▶ [What is being asked] Transcribe the records exactly from the line with "Q: Tag one point on each instance of the empty" to the end, both included.

Entries from a point annotation set:
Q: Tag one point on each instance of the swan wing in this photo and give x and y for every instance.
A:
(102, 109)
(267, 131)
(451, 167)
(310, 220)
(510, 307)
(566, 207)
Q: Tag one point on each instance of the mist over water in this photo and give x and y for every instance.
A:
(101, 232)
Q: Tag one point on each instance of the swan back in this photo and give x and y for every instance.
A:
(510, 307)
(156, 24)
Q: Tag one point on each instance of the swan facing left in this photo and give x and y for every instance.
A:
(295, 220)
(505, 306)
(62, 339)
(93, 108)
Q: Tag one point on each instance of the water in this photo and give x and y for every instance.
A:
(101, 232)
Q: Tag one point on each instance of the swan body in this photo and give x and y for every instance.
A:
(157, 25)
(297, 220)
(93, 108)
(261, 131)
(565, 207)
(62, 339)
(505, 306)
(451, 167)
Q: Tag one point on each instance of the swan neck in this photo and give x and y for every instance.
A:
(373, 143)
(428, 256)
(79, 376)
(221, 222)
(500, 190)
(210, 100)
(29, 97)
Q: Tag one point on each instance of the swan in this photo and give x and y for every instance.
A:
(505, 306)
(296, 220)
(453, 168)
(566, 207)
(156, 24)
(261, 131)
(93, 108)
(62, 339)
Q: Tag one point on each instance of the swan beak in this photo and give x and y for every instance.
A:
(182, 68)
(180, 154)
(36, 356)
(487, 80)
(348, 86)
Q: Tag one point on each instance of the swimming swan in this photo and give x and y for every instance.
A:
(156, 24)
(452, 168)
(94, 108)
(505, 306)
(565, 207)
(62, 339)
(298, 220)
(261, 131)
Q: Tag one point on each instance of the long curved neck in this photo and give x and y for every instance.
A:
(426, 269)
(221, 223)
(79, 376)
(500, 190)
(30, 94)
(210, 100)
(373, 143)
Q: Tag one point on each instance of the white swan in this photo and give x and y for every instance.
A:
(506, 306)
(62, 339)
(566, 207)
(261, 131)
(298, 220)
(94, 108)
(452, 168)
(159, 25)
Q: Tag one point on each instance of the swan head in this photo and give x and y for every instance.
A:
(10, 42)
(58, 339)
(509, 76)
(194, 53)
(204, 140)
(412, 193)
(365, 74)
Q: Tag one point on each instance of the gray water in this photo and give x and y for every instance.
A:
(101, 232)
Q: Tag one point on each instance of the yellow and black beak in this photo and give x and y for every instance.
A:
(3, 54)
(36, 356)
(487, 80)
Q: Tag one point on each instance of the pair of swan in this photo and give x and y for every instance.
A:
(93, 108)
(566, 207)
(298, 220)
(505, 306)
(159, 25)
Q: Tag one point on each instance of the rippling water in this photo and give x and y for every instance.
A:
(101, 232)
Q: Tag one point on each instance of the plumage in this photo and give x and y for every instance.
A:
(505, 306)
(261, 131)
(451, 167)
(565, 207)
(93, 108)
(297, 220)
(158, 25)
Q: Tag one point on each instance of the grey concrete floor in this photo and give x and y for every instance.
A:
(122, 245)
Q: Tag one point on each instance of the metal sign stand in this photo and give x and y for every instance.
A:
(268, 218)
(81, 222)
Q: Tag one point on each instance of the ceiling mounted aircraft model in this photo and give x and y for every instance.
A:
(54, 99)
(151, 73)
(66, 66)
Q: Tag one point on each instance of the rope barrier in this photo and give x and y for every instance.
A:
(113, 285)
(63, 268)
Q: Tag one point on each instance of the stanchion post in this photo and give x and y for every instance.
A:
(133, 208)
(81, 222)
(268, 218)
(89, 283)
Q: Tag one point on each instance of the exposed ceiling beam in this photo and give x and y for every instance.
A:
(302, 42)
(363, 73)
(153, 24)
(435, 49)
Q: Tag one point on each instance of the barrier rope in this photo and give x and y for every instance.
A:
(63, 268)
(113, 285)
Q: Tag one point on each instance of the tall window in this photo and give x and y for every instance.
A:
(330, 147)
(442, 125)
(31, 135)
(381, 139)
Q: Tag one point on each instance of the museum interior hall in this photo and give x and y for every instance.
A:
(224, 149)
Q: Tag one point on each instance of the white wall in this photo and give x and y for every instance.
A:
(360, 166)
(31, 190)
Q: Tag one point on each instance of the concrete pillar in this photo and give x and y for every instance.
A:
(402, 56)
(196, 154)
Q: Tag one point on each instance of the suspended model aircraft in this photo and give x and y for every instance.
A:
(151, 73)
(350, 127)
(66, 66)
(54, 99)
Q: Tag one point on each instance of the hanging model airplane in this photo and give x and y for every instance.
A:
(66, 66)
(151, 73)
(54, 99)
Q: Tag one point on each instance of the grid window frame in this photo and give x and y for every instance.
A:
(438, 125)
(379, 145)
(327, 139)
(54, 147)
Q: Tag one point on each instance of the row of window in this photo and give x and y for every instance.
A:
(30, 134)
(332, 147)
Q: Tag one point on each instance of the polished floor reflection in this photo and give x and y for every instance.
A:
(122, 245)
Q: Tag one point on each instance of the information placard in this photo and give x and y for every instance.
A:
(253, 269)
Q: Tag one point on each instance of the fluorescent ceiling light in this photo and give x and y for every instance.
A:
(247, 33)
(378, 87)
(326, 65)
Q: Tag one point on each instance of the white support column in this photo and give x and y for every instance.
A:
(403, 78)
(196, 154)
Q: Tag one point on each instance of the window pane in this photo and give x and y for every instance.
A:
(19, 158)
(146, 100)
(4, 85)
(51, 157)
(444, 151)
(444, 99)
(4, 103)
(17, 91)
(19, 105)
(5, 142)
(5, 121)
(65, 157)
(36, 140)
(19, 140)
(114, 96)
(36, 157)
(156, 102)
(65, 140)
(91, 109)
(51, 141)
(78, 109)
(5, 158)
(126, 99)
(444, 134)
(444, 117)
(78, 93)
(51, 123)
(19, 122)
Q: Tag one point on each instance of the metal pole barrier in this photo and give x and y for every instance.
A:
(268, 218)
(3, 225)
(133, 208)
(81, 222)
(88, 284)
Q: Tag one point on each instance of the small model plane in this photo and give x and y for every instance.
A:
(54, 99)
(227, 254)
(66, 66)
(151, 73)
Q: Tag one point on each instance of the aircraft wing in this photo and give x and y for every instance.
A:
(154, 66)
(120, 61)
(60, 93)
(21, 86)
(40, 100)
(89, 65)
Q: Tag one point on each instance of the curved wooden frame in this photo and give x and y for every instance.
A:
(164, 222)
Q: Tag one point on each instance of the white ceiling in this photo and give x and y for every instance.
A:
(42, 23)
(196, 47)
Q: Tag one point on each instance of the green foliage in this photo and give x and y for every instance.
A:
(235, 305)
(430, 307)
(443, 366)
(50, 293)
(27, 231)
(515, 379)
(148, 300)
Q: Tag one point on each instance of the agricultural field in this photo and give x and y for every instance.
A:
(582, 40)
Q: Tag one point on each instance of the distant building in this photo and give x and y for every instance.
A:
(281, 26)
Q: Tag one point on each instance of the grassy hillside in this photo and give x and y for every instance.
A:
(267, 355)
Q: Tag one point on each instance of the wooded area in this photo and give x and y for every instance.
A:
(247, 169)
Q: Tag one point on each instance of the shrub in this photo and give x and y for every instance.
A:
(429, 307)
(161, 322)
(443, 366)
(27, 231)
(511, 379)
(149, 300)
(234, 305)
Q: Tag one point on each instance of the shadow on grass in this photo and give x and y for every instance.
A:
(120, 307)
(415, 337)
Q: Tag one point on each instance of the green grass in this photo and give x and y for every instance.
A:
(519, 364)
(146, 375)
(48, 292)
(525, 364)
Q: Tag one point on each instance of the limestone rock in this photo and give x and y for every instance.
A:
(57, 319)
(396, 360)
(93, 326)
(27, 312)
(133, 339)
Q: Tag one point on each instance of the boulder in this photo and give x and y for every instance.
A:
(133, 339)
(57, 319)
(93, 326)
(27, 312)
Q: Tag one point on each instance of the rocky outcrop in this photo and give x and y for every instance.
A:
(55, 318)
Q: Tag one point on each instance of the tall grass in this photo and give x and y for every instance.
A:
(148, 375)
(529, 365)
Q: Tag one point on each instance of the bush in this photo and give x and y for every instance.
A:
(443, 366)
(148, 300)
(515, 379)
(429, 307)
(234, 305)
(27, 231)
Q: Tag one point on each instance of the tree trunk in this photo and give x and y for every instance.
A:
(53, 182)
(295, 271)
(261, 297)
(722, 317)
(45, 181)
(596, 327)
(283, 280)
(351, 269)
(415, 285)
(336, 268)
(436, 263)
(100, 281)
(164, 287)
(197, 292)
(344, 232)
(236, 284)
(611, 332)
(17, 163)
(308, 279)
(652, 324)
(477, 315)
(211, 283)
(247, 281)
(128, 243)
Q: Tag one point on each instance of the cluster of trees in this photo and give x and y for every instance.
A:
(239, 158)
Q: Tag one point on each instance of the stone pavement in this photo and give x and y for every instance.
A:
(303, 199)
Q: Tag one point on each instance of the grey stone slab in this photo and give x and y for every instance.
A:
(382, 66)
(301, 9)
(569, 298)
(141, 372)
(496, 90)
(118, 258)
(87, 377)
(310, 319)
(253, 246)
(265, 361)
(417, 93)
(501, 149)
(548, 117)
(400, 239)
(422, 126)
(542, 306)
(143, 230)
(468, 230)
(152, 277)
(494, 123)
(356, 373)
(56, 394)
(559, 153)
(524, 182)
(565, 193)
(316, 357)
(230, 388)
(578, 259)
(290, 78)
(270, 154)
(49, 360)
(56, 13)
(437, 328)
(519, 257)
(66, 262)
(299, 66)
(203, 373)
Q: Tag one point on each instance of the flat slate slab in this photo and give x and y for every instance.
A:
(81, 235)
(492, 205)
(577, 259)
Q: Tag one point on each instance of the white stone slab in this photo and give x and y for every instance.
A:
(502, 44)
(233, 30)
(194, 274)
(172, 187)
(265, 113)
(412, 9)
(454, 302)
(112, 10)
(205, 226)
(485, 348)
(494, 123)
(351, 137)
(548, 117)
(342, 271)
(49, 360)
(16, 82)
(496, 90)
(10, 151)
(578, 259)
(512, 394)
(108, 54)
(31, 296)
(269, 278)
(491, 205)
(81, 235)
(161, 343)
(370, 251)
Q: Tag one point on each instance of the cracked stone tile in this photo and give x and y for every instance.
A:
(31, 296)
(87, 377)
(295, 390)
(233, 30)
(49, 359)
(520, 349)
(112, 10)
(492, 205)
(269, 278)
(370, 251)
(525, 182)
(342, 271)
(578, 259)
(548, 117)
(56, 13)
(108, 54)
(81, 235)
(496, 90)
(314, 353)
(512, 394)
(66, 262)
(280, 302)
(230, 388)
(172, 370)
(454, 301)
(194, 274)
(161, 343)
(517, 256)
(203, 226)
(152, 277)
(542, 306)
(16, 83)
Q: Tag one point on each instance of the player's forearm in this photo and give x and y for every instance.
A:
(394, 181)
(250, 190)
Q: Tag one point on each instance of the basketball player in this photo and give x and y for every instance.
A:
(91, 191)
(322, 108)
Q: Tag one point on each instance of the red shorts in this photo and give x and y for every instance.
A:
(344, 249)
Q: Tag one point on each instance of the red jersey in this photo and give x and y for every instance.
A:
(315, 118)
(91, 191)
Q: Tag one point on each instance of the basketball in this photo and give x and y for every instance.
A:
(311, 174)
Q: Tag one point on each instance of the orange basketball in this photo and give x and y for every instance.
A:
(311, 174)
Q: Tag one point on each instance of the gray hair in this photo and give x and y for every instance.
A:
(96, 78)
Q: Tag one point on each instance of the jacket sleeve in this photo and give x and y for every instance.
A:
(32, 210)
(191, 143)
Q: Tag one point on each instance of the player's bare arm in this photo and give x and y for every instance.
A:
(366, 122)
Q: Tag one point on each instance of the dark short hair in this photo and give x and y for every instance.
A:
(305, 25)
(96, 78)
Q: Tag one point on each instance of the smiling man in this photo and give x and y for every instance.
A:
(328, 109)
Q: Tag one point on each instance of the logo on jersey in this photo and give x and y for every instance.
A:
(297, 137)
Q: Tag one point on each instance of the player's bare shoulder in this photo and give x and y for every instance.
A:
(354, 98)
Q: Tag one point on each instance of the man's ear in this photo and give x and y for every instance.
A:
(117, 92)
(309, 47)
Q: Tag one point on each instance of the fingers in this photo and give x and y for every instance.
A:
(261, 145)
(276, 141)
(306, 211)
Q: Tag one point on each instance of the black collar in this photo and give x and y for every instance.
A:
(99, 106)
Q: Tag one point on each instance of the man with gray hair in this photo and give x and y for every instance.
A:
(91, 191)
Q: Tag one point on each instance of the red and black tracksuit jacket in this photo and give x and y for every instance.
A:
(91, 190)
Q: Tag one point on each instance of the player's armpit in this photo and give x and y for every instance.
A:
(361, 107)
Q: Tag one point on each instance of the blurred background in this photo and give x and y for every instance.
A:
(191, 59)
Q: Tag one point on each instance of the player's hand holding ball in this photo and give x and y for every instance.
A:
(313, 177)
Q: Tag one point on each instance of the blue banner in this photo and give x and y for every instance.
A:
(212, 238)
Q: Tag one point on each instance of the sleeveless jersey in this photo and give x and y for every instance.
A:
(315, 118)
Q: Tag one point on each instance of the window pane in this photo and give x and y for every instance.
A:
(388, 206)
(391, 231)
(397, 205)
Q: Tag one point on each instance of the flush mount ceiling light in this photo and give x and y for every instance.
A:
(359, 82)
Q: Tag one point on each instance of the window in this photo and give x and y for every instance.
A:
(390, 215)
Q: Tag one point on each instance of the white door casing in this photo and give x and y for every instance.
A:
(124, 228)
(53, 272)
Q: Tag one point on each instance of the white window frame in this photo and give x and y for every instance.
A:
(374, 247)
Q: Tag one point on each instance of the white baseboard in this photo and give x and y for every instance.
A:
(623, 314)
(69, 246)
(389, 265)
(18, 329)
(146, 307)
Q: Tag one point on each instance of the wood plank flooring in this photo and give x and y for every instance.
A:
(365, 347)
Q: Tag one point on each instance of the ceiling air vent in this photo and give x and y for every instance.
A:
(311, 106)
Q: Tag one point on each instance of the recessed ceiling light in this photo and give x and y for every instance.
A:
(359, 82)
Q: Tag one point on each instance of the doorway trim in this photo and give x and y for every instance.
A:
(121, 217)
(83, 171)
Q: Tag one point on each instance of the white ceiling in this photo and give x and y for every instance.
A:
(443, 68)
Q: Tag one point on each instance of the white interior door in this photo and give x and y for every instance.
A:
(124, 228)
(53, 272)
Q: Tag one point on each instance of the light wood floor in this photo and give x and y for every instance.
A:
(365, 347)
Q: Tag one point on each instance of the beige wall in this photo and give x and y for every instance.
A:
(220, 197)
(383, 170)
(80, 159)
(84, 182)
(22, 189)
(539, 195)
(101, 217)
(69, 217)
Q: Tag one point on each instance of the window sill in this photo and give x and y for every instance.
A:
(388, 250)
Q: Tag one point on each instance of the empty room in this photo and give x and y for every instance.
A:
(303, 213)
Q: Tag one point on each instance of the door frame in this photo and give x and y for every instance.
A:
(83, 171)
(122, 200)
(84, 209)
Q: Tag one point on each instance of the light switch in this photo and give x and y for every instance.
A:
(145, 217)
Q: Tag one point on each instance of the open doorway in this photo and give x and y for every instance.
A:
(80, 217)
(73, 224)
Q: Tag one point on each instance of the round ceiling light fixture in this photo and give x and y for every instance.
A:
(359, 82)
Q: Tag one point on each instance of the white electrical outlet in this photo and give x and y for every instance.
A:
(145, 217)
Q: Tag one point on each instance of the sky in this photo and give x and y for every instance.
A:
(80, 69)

▶ [Output]
Q: Tag one point on each instance of the empty room in this photo and give x and y for every instance.
A:
(303, 213)
Q: Tag one point on each instance of the door frame in this photo and give x and y for every instance.
A:
(83, 171)
(122, 200)
(84, 209)
Q: Tag one point on each instance of the light switch in this photo and give x and y for every instance.
A:
(145, 217)
Q: Tag one point on each instance of the open doorway in this photo and give x and y for every instance.
A:
(80, 217)
(73, 224)
Q: Tag one point on each instance of the round ceiling light fixture in this photo and give x and y for every instance.
A:
(359, 82)
Q: Tag one point on each instance of the white electrical outlet in this photo and give x and y for every instance.
A:
(145, 217)
Q: Tag one point on each instance of the sky in this photo and give x and y for every instance.
A:
(80, 69)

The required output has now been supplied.